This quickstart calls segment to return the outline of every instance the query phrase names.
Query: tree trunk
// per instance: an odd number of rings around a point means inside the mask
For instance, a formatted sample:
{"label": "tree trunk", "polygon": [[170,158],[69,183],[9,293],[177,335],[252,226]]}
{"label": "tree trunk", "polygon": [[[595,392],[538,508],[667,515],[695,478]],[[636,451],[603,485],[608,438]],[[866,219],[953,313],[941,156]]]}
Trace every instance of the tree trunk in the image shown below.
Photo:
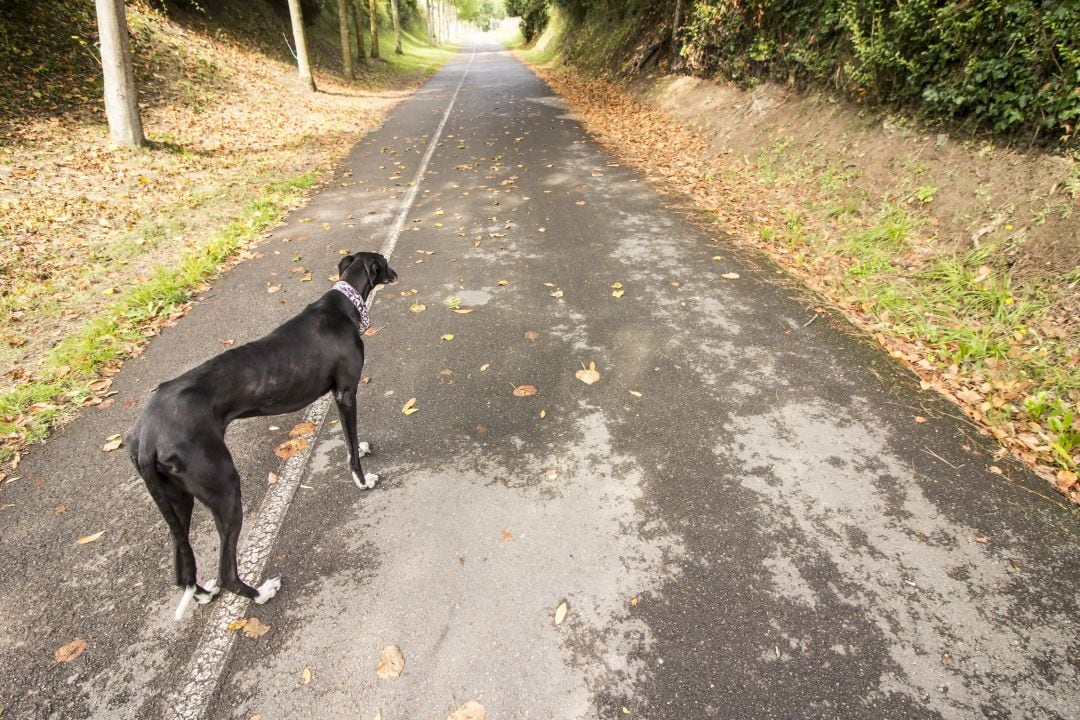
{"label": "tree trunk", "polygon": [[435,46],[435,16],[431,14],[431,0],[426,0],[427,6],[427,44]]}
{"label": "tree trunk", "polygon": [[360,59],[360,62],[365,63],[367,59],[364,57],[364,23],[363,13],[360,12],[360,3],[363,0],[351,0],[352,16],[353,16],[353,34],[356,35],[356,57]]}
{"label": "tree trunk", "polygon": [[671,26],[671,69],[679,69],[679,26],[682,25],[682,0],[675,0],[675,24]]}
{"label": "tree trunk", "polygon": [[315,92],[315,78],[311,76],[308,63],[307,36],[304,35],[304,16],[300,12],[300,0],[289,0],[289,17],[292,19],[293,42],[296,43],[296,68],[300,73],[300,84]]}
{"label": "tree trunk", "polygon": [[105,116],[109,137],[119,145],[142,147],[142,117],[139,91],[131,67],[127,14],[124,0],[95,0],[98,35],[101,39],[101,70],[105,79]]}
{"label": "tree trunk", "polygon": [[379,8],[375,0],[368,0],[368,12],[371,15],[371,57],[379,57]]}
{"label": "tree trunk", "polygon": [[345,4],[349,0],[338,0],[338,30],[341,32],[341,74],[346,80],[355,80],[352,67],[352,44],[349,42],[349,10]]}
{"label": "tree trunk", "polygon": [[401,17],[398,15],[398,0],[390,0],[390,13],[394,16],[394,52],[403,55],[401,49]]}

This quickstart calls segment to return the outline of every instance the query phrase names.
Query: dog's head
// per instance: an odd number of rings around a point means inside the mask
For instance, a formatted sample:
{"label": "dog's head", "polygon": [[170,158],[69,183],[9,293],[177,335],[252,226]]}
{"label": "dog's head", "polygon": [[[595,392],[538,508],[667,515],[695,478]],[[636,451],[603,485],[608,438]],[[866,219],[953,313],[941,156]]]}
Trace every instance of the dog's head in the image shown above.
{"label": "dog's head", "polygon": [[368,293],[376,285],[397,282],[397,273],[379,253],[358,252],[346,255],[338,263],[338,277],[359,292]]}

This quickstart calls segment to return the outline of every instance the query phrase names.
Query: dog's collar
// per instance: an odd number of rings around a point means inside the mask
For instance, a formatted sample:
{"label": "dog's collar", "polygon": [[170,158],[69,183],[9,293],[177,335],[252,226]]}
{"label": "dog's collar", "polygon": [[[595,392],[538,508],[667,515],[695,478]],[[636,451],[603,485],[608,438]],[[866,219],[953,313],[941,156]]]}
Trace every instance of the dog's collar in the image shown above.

━━━━━━━━━━

=== Assignment ===
The lines from the start of the entries above through the line containing "Trace every instance of the tree" are the ones to return, please; copy them exactly and include both ends.

=== Solution ===
This quickstart calls segment to return the outline of every instance the query phrase names.
Query: tree trunk
// per instance: an odd number of rings around a point means inside the mask
For instance, a formatted sample:
{"label": "tree trunk", "polygon": [[170,158],[69,183],[9,293],[177,335],[252,226]]}
{"label": "tree trunk", "polygon": [[[595,392],[538,508],[667,515],[695,478]],[[636,451],[603,485],[608,438]],[[866,219],[953,313],[941,156]]]}
Trace every instance of the tree trunk in the image shown below.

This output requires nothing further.